- _Saved data entries_:
---------------
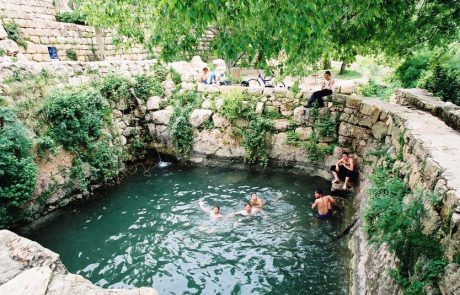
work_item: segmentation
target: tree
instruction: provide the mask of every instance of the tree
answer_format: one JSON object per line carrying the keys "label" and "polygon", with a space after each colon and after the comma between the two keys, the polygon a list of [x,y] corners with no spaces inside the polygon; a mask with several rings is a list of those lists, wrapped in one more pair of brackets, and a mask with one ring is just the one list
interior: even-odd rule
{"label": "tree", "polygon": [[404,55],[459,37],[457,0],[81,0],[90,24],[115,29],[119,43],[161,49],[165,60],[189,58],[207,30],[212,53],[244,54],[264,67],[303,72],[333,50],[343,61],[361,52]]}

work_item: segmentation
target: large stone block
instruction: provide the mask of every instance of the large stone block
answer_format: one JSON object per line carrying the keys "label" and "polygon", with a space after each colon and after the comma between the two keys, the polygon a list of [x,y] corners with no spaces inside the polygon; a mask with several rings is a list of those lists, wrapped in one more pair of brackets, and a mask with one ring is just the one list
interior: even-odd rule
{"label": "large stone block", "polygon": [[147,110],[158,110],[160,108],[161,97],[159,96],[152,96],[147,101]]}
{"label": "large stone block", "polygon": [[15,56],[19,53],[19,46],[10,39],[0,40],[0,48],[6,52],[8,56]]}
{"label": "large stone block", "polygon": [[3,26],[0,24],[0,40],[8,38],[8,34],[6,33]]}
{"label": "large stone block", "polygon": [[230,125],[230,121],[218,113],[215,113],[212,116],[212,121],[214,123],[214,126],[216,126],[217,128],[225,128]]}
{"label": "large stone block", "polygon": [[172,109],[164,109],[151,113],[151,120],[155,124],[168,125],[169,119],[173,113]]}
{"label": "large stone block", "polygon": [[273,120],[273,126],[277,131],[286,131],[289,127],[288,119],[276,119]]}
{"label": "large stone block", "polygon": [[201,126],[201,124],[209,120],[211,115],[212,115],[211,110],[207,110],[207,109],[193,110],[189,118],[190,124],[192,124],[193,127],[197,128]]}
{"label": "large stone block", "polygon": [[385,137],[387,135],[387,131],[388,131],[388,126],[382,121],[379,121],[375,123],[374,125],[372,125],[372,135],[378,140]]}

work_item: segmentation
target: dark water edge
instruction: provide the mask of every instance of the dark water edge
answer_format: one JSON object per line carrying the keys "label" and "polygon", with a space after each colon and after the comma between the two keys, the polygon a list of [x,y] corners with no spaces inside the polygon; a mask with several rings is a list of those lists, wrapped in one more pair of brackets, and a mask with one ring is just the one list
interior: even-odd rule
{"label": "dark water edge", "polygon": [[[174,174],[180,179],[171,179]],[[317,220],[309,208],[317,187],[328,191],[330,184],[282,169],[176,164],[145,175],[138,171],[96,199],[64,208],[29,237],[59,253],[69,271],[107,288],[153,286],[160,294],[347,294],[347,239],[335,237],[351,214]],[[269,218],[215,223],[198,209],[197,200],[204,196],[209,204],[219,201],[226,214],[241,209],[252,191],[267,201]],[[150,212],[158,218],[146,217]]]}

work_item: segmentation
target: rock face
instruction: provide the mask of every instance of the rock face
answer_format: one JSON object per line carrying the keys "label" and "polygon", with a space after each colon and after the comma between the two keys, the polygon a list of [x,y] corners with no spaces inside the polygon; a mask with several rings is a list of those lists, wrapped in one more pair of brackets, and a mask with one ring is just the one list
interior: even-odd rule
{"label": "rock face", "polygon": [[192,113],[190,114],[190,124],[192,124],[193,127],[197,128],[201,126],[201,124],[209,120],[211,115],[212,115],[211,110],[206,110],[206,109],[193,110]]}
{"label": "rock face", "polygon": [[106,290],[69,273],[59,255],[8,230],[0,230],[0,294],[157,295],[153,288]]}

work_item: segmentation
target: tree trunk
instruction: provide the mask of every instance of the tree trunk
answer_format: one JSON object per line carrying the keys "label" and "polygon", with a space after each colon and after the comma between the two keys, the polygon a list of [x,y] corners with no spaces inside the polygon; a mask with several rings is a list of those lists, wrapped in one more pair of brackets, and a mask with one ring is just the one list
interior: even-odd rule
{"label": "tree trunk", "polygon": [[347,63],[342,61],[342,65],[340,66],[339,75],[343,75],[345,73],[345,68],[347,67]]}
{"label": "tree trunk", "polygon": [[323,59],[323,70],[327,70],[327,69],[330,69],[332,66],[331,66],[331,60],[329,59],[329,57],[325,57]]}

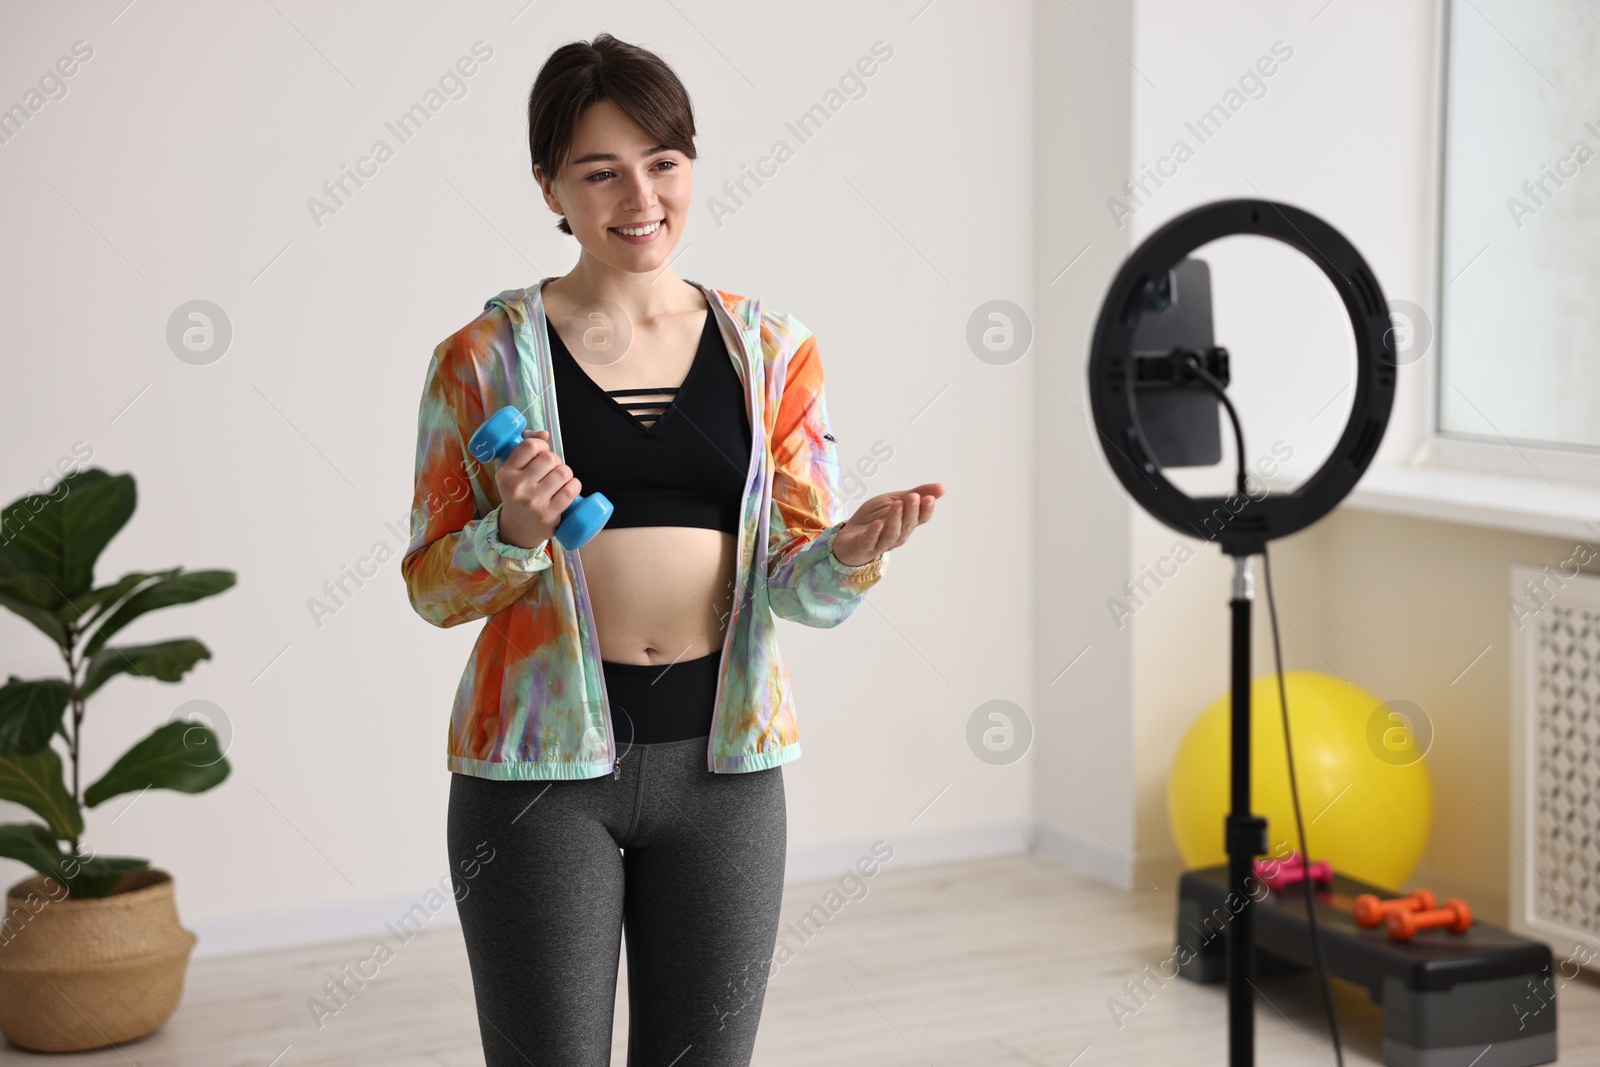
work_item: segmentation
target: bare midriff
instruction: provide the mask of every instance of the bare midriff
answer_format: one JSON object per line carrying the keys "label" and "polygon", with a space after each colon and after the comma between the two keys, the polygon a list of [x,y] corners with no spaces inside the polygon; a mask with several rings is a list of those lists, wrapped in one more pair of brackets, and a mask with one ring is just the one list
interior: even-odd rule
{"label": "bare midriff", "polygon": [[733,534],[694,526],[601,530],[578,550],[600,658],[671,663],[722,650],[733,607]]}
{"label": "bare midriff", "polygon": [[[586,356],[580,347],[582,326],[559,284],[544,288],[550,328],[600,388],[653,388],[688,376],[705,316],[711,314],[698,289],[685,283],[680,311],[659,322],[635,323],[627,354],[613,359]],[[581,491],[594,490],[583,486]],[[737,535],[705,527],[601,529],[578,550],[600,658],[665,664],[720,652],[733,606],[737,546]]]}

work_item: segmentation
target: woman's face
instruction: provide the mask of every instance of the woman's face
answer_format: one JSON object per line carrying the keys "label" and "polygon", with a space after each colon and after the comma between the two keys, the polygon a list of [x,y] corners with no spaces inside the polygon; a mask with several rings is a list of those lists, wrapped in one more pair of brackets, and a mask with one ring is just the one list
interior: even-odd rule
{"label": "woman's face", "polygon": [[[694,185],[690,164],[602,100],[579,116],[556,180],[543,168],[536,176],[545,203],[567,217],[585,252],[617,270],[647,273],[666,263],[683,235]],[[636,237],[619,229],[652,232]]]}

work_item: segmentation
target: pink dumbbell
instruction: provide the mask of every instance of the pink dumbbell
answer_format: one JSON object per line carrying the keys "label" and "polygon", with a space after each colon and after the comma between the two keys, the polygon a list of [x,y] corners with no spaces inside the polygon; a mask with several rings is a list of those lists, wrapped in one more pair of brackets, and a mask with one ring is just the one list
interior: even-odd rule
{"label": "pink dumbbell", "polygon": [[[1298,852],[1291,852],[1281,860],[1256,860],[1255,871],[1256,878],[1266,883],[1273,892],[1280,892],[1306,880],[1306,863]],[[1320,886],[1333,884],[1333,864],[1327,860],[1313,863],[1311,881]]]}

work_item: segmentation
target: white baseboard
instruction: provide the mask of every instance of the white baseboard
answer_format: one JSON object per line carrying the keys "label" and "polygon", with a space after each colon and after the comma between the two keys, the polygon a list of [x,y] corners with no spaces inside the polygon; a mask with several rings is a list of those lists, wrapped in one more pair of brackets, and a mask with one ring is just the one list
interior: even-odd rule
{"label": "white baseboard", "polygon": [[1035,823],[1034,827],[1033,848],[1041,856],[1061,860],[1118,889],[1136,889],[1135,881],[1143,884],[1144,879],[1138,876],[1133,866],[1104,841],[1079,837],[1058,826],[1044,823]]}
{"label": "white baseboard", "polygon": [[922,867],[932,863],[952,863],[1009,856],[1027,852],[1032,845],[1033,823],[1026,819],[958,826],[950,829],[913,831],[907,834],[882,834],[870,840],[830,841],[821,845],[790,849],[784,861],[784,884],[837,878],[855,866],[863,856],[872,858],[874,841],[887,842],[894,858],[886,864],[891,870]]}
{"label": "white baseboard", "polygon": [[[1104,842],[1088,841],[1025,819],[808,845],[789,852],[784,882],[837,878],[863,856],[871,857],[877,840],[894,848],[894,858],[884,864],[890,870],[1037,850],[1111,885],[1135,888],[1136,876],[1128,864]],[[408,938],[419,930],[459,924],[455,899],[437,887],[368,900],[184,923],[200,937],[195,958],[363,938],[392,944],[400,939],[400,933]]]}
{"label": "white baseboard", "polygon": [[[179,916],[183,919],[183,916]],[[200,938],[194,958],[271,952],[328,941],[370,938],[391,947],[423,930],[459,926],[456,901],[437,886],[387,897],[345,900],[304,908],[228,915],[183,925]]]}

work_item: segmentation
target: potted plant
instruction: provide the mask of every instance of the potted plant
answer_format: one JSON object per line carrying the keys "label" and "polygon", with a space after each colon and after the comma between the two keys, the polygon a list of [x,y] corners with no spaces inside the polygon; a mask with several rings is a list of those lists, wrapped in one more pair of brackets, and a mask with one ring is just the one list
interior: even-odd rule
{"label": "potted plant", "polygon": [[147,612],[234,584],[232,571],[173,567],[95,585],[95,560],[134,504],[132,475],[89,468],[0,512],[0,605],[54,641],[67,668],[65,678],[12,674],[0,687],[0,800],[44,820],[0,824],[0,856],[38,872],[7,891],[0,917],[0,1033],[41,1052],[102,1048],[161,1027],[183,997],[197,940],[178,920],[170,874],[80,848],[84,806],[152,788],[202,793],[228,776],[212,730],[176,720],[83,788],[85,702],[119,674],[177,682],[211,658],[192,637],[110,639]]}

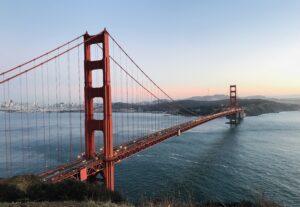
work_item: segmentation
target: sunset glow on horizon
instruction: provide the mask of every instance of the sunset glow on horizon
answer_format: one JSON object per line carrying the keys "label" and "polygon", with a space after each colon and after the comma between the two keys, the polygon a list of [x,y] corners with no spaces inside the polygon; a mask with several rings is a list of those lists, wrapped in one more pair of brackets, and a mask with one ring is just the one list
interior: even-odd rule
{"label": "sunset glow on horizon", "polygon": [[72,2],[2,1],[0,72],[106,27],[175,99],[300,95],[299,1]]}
---------------
- _Task requirements_:
Pictures in the entries do not go into the copy. Print only the lines starting at the one containing "target: tree trunk" and ending at the one containing "instruction: provide the mask of every instance of the bare", exactly as they appear.

- _Solution for this exercise_:
target: tree trunk
instruction: provide the mask of every instance of the tree trunk
answer_format: one JSON object per line carrying the keys "label" and "polygon", with a space after each colon and after the comma between the two keys, the polygon a list of [x,y] corners with no spaces inside the polygon; a mask with several rings is a list of those lists, wrapped in one more pair of brackets, and a mask with one ring is just the one list
interior: even-odd rule
{"label": "tree trunk", "polygon": [[347,63],[342,61],[342,65],[340,66],[339,75],[343,75],[345,73],[345,68],[347,67]]}
{"label": "tree trunk", "polygon": [[323,59],[323,70],[327,70],[327,69],[330,69],[332,66],[331,66],[331,60],[329,59],[329,57],[325,57]]}

work_item: segmentation
target: bare midriff
instruction: provide the mask of every instance of the bare midriff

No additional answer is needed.